• _EXCERPTED DATA_:
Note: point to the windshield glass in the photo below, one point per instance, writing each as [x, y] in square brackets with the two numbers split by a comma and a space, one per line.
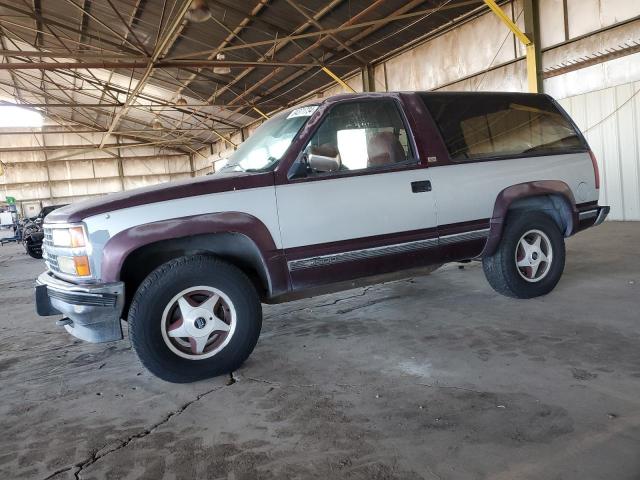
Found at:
[264, 149]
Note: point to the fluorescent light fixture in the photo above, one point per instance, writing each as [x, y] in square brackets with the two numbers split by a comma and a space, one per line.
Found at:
[14, 116]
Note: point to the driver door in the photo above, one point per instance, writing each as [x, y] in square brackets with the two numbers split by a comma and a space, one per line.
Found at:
[359, 203]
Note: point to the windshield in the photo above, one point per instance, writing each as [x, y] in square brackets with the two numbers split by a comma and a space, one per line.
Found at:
[264, 149]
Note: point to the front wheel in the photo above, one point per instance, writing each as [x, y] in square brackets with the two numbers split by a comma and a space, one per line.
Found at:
[530, 258]
[193, 318]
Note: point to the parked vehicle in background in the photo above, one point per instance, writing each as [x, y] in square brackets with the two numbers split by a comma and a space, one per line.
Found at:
[31, 231]
[347, 191]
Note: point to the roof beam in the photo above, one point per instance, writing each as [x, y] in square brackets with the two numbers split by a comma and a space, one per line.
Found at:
[162, 46]
[108, 65]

• _TASK TO CARRY OUT_:
Reproduce every line of the records above, including the notes, and shift each x and y coordinate in the points listed under "Found at:" by -6. Omit the pictures.

• _SOLUTION TO THE PROBLEM_:
Note: point to the windshield glass in the photo below, one point per instance, writing each as [x, y] in square brackets with the two numbers split by a comma and a space, one per line.
Found at:
[258, 143]
Note: point to the fluorescent light fixture in the photo above, one point per instance, writing each as [x, y] in square brackets with the two numbers split by a comma and a space, one per line.
Found at:
[8, 110]
Note: point to the driver door in the photo above, one point per instance, writing each as [x, y] in square brackets with the two numbers split by a comma and a space, one per line.
Found at:
[353, 197]
Note: point to the windshield in the photo above, one point per instance, writing each as [x, y] in square brackets with the two numbers split by a comma and a space, one per line.
Found at:
[258, 143]
Note: point to the front wheel in the photo above, one point per instance, writing each as [x, y] in square brackets with the two numbers split by a comma and a space, one per line.
Found at:
[524, 252]
[187, 312]
Note: point to the parked vehicle in background in the photo above, one point per instance, writing each as [x, y] in square brackets with the two numbers split by a comma and a space, one per line.
Found at:
[25, 225]
[341, 185]
Note: point to the roof beam in the photo above, one point per instance, writing each as [x, y] in square brackets with the two numbers split by a comma and a space, one per line.
Found at:
[156, 40]
[102, 59]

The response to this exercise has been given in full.